*EXERCISE PROMPT*:
Please take the records that follow and repeat exactly the lines starting with the line with "Target: rocky cliff face" and going on through the line with "[[113, 14], [119, 155], [54, 105]]".

Referring expression data
________________________________________

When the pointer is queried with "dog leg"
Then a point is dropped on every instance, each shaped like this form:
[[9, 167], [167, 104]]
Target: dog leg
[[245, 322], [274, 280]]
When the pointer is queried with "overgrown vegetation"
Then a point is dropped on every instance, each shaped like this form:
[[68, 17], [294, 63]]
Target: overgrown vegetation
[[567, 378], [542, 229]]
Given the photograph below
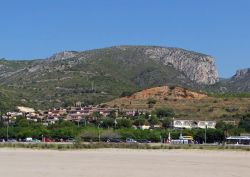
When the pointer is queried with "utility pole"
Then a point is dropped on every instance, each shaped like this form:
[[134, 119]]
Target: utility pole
[[205, 133], [7, 133]]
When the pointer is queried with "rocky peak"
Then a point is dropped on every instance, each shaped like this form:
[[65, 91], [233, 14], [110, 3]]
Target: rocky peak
[[242, 73], [198, 67], [62, 56]]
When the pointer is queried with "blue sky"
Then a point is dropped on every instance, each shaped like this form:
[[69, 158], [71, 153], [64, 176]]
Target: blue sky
[[37, 29]]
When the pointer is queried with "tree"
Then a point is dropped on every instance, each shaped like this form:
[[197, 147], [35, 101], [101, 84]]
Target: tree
[[164, 112], [124, 123], [153, 120], [166, 122], [151, 102], [107, 123], [245, 123], [140, 122]]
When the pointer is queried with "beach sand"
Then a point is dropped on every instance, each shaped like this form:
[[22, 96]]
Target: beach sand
[[123, 163]]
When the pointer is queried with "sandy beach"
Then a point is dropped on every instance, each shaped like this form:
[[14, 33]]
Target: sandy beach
[[123, 163]]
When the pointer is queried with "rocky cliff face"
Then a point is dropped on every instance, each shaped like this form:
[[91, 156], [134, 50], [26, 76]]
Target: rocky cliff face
[[241, 73], [198, 67], [62, 56]]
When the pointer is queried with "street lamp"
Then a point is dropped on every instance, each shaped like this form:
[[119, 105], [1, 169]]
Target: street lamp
[[205, 132], [99, 135]]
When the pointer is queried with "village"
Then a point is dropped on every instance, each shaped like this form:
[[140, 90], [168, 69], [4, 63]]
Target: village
[[90, 114]]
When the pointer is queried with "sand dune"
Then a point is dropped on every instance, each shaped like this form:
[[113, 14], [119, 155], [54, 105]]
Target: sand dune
[[123, 163]]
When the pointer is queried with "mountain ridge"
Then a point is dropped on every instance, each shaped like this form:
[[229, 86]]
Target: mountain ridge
[[99, 75]]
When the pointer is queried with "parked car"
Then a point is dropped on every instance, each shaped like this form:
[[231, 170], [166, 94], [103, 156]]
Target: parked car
[[130, 140], [143, 141], [28, 139], [70, 140], [36, 141], [12, 140], [114, 140]]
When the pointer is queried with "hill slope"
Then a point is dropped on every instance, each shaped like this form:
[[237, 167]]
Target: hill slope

________________________________________

*TASK ANSWER*:
Target: rocky cliff face
[[241, 73], [198, 67], [62, 56]]
When the pointer is queried with "street lamp"
Then a point is dropped on every instance, each shaped like this form:
[[119, 105], [1, 169]]
Target: street lamp
[[205, 132], [99, 135]]
When the pointer is queried with "village"
Then a point is dropped on every instance, each shaped like this form:
[[140, 90], [168, 69], [4, 63]]
Target: village
[[90, 114]]
When the pointer is queried with "sand dune"
Then a point is dropped on every instance, each shaped like this form:
[[113, 14], [119, 155], [54, 105]]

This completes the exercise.